→ **TASKS AND EXERCISES**
1. Please print the passage from the post about an almost 11-year-old, starting with "Should she be" and going on through "what was said.".
2. In the post about an almost 11-year-old, how many of each drink did the writer say was OK to put in the fridge?
___ PROVIDED TEXT
My question is how responsible should the typical almost 11 year old be? I need some opinions. At 11, I was way moreesponsible. Though things were different back then, that is really the only thing I have to compare to.
Should she be able to sweep a floor efficiently? Shouldn't she know not to throw sand at a 1 year old and 4 year old, especially in the face and after being told not to?
Her behavior reminds me some of ds4. Although she acts like she has no common sense at times. Dh told her to put soda and juices in fridge. I said just two of each is OK. She brings 3. I said how many did I say? She said two. That wasn't a huge deal just using it as an example. One of us will say something and then she does the opposite. But when asked can repeat what was said.
______
___ EXTRACTED MATERIAL
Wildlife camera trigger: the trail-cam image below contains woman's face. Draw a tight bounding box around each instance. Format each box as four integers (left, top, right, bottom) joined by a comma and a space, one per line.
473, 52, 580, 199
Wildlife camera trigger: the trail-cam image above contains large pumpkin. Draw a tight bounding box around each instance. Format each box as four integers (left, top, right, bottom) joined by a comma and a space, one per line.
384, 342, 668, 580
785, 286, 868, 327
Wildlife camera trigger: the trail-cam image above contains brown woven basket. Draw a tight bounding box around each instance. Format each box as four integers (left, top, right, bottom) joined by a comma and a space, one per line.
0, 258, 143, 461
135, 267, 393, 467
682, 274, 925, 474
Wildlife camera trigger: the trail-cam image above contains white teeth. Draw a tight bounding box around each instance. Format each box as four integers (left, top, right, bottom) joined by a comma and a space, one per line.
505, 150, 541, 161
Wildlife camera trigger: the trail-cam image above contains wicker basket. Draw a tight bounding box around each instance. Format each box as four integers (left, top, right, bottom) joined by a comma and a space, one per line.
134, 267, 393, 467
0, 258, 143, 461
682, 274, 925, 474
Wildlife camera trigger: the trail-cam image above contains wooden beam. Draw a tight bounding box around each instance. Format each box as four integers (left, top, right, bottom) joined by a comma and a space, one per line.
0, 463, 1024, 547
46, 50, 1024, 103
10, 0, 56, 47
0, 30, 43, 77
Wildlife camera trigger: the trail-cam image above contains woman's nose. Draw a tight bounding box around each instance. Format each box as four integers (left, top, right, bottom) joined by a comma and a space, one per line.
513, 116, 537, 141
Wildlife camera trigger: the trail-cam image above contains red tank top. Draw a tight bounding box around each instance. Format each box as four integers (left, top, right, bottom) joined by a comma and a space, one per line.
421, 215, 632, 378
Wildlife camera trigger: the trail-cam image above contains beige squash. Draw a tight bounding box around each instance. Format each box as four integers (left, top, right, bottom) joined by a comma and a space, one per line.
______
→ **EXPECTED RESULTS**
1.
Should she be able to sweep a floor efficiently? Shouldn't she know not to throw sand at a 1 year old and 4 year old, especially in the face and after being told not to?
Her behavior reminds me some of ds4. Although she acts like she has no common sense at times. Dh told her to put soda and juices in fridge. I said just two of each is OK. She brings 3. I said how many did I say? She said two. That wasn't a huge deal just using it as an example. One of us will say something and then she does the opposite. But when asked can repeat what was said.

2. Two of each.